---------- THE RECORDS ----------
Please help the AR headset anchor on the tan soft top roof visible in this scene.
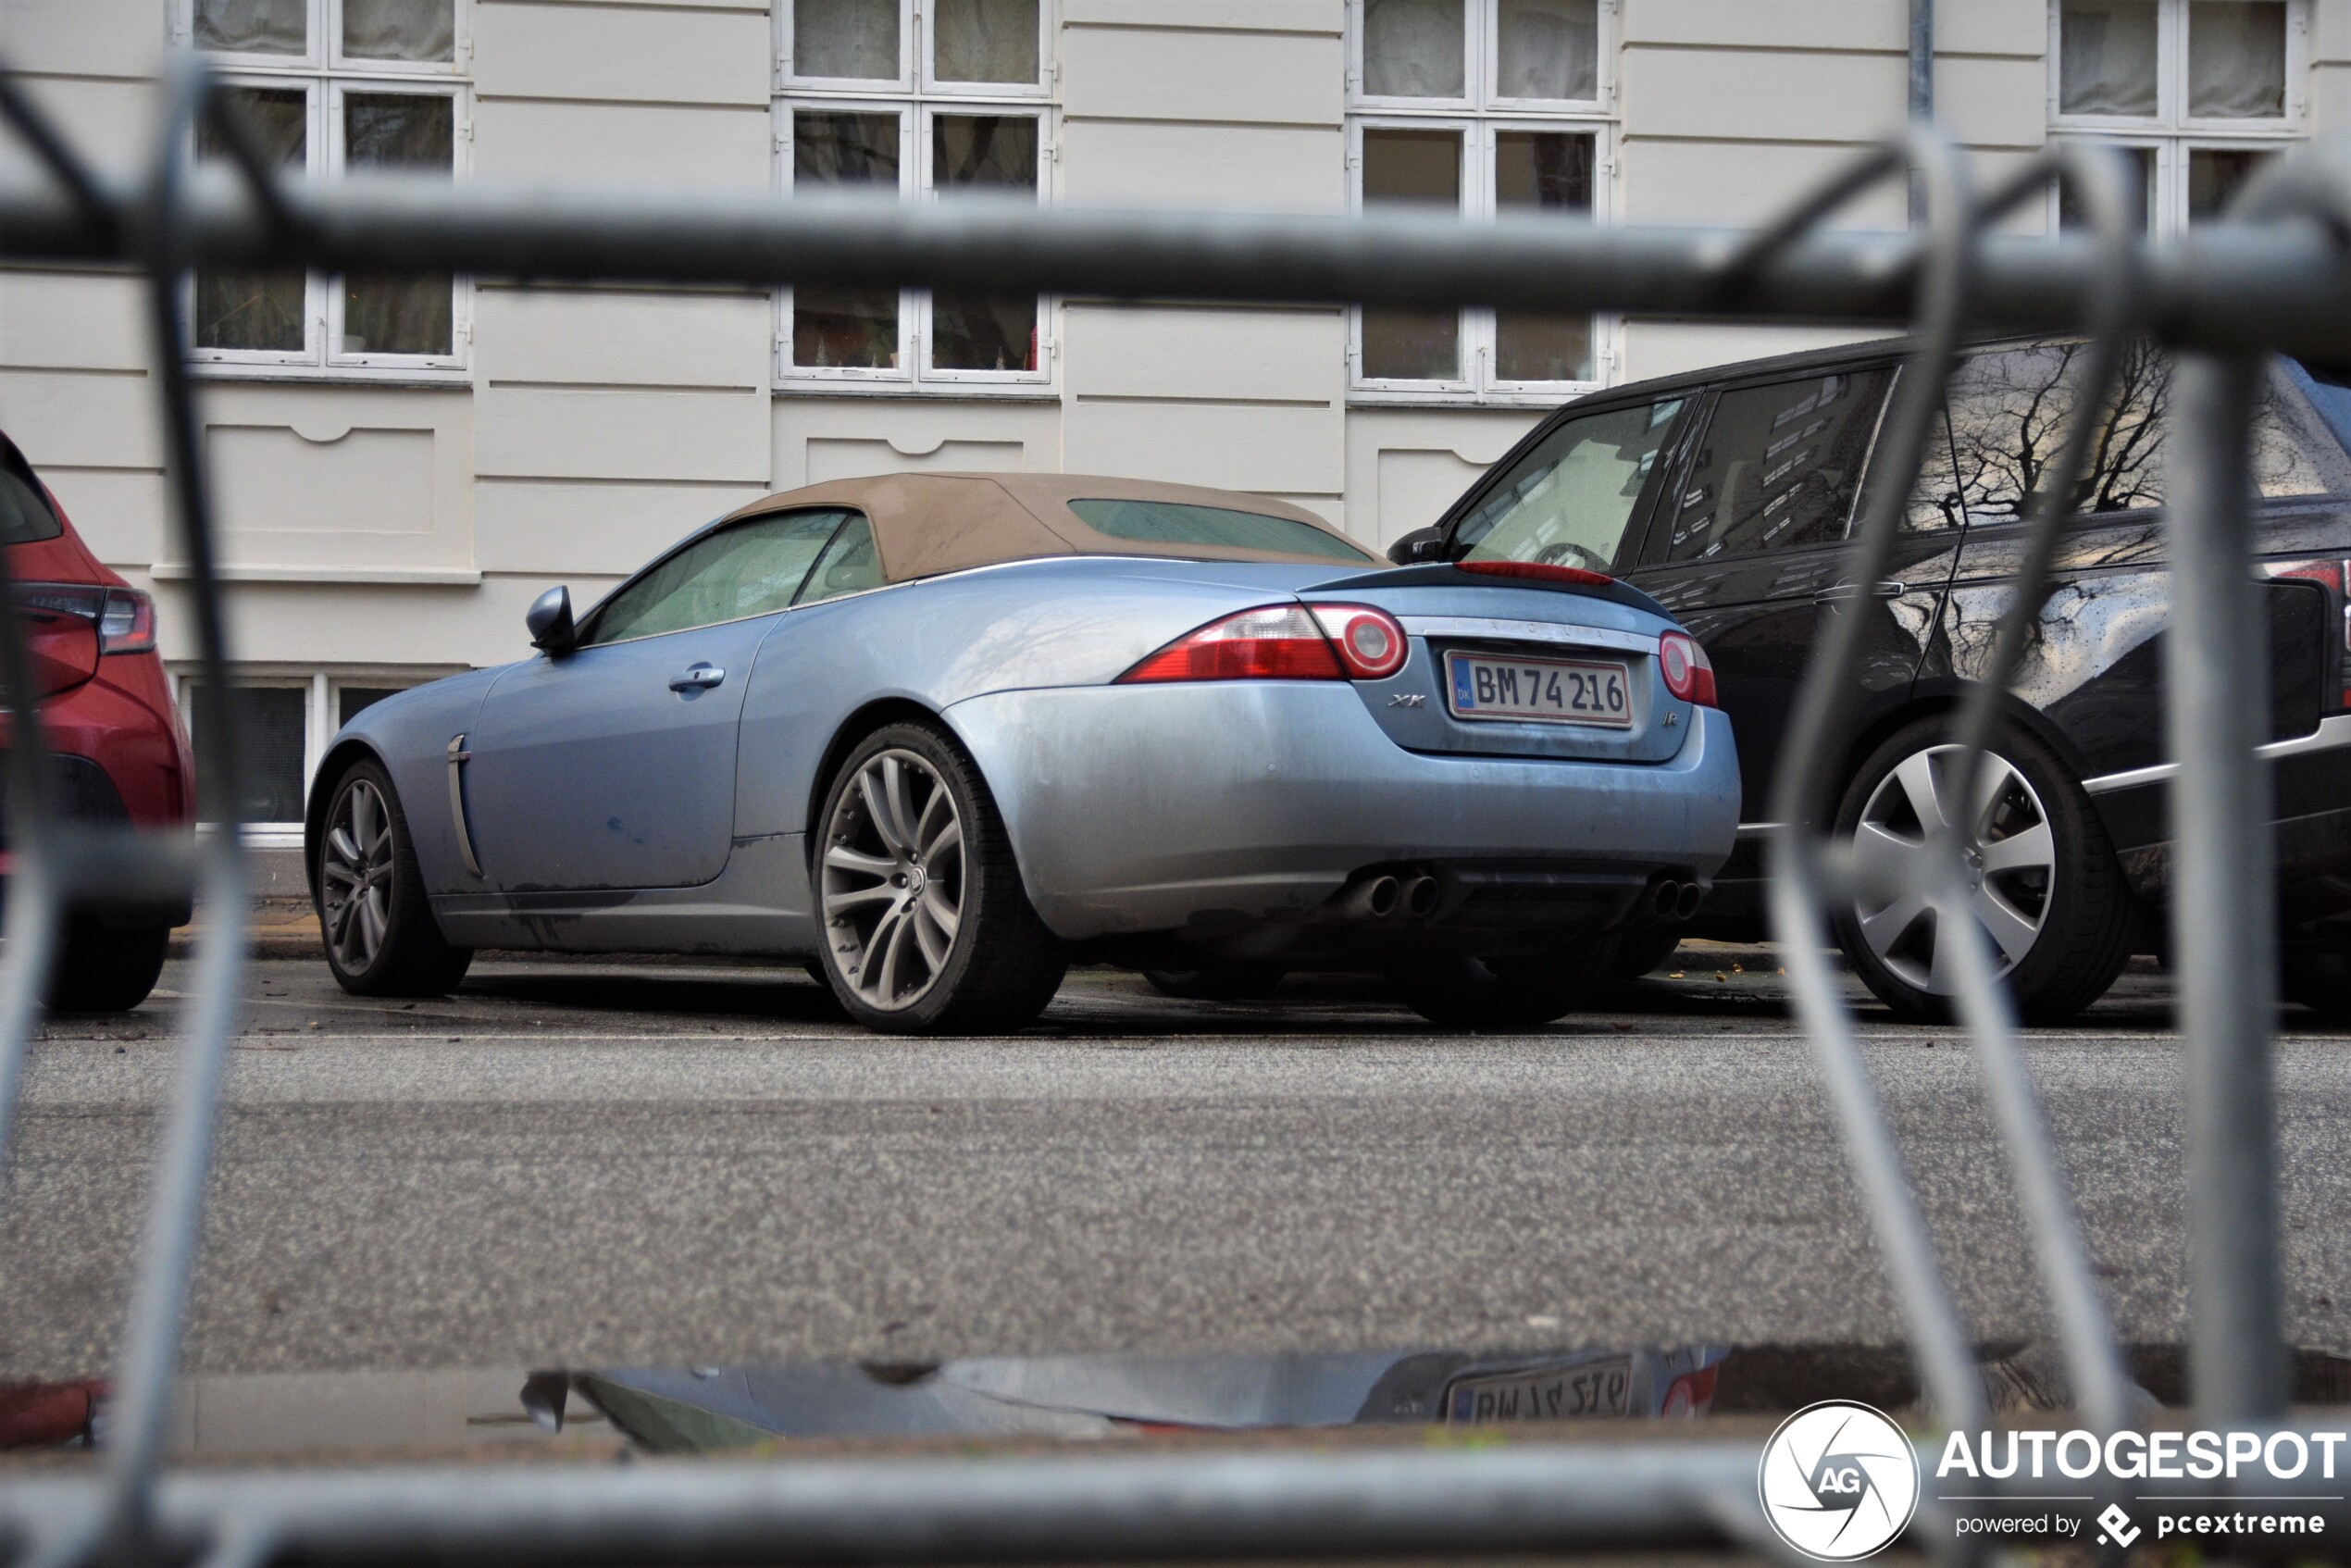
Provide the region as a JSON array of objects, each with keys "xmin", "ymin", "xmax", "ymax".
[{"xmin": 723, "ymin": 472, "xmax": 1379, "ymax": 583}]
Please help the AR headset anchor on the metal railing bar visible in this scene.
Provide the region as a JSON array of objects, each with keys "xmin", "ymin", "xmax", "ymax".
[{"xmin": 0, "ymin": 60, "xmax": 112, "ymax": 236}]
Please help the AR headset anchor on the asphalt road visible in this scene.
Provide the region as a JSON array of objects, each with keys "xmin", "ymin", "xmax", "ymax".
[{"xmin": 3, "ymin": 950, "xmax": 2348, "ymax": 1380}]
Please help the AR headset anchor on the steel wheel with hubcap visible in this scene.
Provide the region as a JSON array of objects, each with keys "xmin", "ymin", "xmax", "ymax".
[
  {"xmin": 813, "ymin": 722, "xmax": 1065, "ymax": 1033},
  {"xmin": 1831, "ymin": 717, "xmax": 2133, "ymax": 1022},
  {"xmin": 315, "ymin": 759, "xmax": 474, "ymax": 998}
]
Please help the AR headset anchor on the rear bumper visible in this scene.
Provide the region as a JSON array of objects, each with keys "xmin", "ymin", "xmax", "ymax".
[{"xmin": 946, "ymin": 682, "xmax": 1740, "ymax": 942}]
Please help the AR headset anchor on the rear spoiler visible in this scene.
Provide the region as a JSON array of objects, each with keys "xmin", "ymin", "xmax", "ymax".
[{"xmin": 1308, "ymin": 561, "xmax": 1674, "ymax": 622}]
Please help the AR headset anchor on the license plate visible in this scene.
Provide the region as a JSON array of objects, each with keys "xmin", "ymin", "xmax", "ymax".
[
  {"xmin": 1445, "ymin": 1358, "xmax": 1633, "ymax": 1424},
  {"xmin": 1444, "ymin": 651, "xmax": 1633, "ymax": 728}
]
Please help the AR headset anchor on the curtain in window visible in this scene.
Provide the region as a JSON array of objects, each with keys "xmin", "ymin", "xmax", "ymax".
[
  {"xmin": 933, "ymin": 115, "xmax": 1038, "ymax": 370},
  {"xmin": 1497, "ymin": 0, "xmax": 1597, "ymax": 100},
  {"xmin": 2189, "ymin": 1, "xmax": 2287, "ymax": 118},
  {"xmin": 2059, "ymin": 0, "xmax": 2159, "ymax": 116},
  {"xmin": 933, "ymin": 0, "xmax": 1039, "ymax": 84},
  {"xmin": 796, "ymin": 0, "xmax": 899, "ymax": 79},
  {"xmin": 1363, "ymin": 0, "xmax": 1464, "ymax": 97},
  {"xmin": 795, "ymin": 112, "xmax": 901, "ymax": 367},
  {"xmin": 193, "ymin": 0, "xmax": 305, "ymax": 55},
  {"xmin": 343, "ymin": 0, "xmax": 455, "ymax": 62}
]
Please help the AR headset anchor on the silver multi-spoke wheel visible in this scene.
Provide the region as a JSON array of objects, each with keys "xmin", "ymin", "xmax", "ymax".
[
  {"xmin": 321, "ymin": 777, "xmax": 393, "ymax": 974},
  {"xmin": 1848, "ymin": 743, "xmax": 2056, "ymax": 995},
  {"xmin": 820, "ymin": 749, "xmax": 965, "ymax": 1012}
]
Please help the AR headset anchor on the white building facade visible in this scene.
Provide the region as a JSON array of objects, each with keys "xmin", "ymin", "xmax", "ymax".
[{"xmin": 0, "ymin": 0, "xmax": 2341, "ymax": 839}]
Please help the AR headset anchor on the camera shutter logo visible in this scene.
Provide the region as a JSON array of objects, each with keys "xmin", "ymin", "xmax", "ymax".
[{"xmin": 1756, "ymin": 1400, "xmax": 1921, "ymax": 1561}]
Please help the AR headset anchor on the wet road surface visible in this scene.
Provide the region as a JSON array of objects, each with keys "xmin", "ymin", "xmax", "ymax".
[{"xmin": 4, "ymin": 950, "xmax": 2348, "ymax": 1377}]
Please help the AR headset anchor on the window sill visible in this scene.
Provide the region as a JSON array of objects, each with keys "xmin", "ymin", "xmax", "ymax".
[
  {"xmin": 147, "ymin": 564, "xmax": 483, "ymax": 585},
  {"xmin": 191, "ymin": 366, "xmax": 473, "ymax": 391},
  {"xmin": 1348, "ymin": 392, "xmax": 1586, "ymax": 412},
  {"xmin": 773, "ymin": 383, "xmax": 1062, "ymax": 404}
]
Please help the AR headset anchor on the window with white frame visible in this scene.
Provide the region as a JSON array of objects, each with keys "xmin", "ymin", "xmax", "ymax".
[
  {"xmin": 777, "ymin": 0, "xmax": 1053, "ymax": 389},
  {"xmin": 183, "ymin": 0, "xmax": 468, "ymax": 373},
  {"xmin": 176, "ymin": 670, "xmax": 438, "ymax": 835},
  {"xmin": 1348, "ymin": 0, "xmax": 1611, "ymax": 404},
  {"xmin": 2051, "ymin": 0, "xmax": 2307, "ymax": 234}
]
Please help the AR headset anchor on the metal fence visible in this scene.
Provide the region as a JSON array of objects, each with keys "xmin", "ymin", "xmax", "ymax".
[{"xmin": 0, "ymin": 49, "xmax": 2346, "ymax": 1567}]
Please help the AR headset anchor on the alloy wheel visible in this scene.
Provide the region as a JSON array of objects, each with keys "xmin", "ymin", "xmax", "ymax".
[
  {"xmin": 820, "ymin": 749, "xmax": 965, "ymax": 1012},
  {"xmin": 322, "ymin": 778, "xmax": 393, "ymax": 974},
  {"xmin": 1848, "ymin": 743, "xmax": 2057, "ymax": 995}
]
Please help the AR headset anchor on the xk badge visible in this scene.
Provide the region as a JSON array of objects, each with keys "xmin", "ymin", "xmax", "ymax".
[{"xmin": 1757, "ymin": 1400, "xmax": 1922, "ymax": 1561}]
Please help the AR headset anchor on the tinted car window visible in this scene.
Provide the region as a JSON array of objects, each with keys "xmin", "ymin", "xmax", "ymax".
[
  {"xmin": 798, "ymin": 514, "xmax": 886, "ymax": 604},
  {"xmin": 0, "ymin": 462, "xmax": 65, "ymax": 546},
  {"xmin": 1454, "ymin": 397, "xmax": 1686, "ymax": 573},
  {"xmin": 1659, "ymin": 369, "xmax": 1891, "ymax": 564},
  {"xmin": 1067, "ymin": 499, "xmax": 1374, "ymax": 562},
  {"xmin": 586, "ymin": 508, "xmax": 849, "ymax": 646}
]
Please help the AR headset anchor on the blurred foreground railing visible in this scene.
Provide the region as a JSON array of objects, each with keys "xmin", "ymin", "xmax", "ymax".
[{"xmin": 0, "ymin": 50, "xmax": 2346, "ymax": 1567}]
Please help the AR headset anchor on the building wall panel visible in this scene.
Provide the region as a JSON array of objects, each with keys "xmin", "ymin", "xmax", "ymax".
[
  {"xmin": 1064, "ymin": 24, "xmax": 1342, "ymax": 126},
  {"xmin": 475, "ymin": 0, "xmax": 771, "ymax": 106},
  {"xmin": 1061, "ymin": 119, "xmax": 1343, "ymax": 207},
  {"xmin": 0, "ymin": 274, "xmax": 150, "ymax": 371},
  {"xmin": 0, "ymin": 0, "xmax": 164, "ymax": 79},
  {"xmin": 1065, "ymin": 400, "xmax": 1341, "ymax": 495},
  {"xmin": 772, "ymin": 399, "xmax": 1062, "ymax": 491},
  {"xmin": 477, "ymin": 386, "xmax": 769, "ymax": 482},
  {"xmin": 1623, "ymin": 45, "xmax": 1908, "ymax": 145},
  {"xmin": 473, "ymin": 479, "xmax": 768, "ymax": 576},
  {"xmin": 1064, "ymin": 304, "xmax": 1343, "ymax": 404},
  {"xmin": 472, "ymin": 99, "xmax": 770, "ymax": 188},
  {"xmin": 474, "ymin": 287, "xmax": 771, "ymax": 390}
]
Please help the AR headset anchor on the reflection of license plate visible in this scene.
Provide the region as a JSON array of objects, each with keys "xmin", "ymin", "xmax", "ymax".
[
  {"xmin": 1445, "ymin": 1358, "xmax": 1633, "ymax": 1424},
  {"xmin": 1445, "ymin": 652, "xmax": 1632, "ymax": 728}
]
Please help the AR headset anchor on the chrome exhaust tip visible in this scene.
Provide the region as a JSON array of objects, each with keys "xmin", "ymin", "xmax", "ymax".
[
  {"xmin": 1675, "ymin": 881, "xmax": 1704, "ymax": 921},
  {"xmin": 1401, "ymin": 875, "xmax": 1439, "ymax": 919}
]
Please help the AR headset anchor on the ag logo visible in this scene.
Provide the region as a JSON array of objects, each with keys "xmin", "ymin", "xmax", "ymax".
[{"xmin": 1756, "ymin": 1400, "xmax": 1920, "ymax": 1561}]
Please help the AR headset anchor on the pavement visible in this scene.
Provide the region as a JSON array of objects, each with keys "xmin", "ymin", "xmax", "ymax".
[{"xmin": 3, "ymin": 946, "xmax": 2348, "ymax": 1381}]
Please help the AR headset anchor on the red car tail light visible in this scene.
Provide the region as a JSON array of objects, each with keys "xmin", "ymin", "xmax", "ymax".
[
  {"xmin": 1457, "ymin": 558, "xmax": 1614, "ymax": 587},
  {"xmin": 1118, "ymin": 604, "xmax": 1346, "ymax": 683},
  {"xmin": 1307, "ymin": 604, "xmax": 1409, "ymax": 679},
  {"xmin": 1659, "ymin": 630, "xmax": 1718, "ymax": 707},
  {"xmin": 17, "ymin": 583, "xmax": 155, "ymax": 655}
]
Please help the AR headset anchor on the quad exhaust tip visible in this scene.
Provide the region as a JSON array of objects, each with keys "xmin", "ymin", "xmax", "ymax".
[
  {"xmin": 1336, "ymin": 872, "xmax": 1438, "ymax": 922},
  {"xmin": 1402, "ymin": 875, "xmax": 1439, "ymax": 919},
  {"xmin": 1648, "ymin": 878, "xmax": 1705, "ymax": 922}
]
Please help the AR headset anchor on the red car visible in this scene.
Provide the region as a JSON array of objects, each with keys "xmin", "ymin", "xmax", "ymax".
[{"xmin": 1, "ymin": 429, "xmax": 193, "ymax": 1011}]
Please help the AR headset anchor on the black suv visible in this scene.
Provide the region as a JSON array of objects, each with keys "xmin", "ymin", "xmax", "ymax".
[{"xmin": 1395, "ymin": 336, "xmax": 2351, "ymax": 1021}]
----------
In the entries above, find the line holding "Please help the AR headset anchor on the window with" and the line holding "Please help the AR headset anchor on the alloy"; print both of them and every line between, exactly, and nothing else.

Please help the AR headset anchor on the window with white frame visible in this scene.
Provide the region as a JSON array of objects, each with keys "xmin", "ymin", "xmax", "ymax".
[
  {"xmin": 777, "ymin": 0, "xmax": 1053, "ymax": 389},
  {"xmin": 183, "ymin": 0, "xmax": 468, "ymax": 373},
  {"xmin": 176, "ymin": 670, "xmax": 438, "ymax": 835},
  {"xmin": 1348, "ymin": 0, "xmax": 1611, "ymax": 404},
  {"xmin": 2051, "ymin": 0, "xmax": 2307, "ymax": 234}
]
Please help the AR headset anchor on the metal fence visible in this scene.
Provide the region as a JSON array of objects, each with keys "xmin", "ymin", "xmax", "ymax".
[{"xmin": 0, "ymin": 49, "xmax": 2346, "ymax": 1567}]
Please help the AR headset anchor on the alloy wheel visible in this scene.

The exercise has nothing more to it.